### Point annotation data
==============================
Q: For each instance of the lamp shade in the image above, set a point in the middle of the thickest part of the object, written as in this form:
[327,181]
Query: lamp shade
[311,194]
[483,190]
==============================
Rewrite all of the data above, changing each "lamp shade" to "lampshade" and keeping every other character the same.

Q: For each instance of the lampshade in the image above, set a point in the middle of the thickest part of the object, written as in this form:
[327,181]
Query: lampshade
[311,194]
[483,190]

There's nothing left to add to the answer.